(Extracted records)

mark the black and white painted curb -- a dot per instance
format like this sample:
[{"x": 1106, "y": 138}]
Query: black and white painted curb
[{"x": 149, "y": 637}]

WHAT THIS TASK INVOLVES =>
Rewrite every item with "painted" changed to "striped", leaving all other text the same.

EXERCISE SOLUTION =>
mark the black and white striped curb -- a dot per instance
format like this sample:
[{"x": 1106, "y": 138}]
Query: black and white striped curb
[{"x": 149, "y": 637}]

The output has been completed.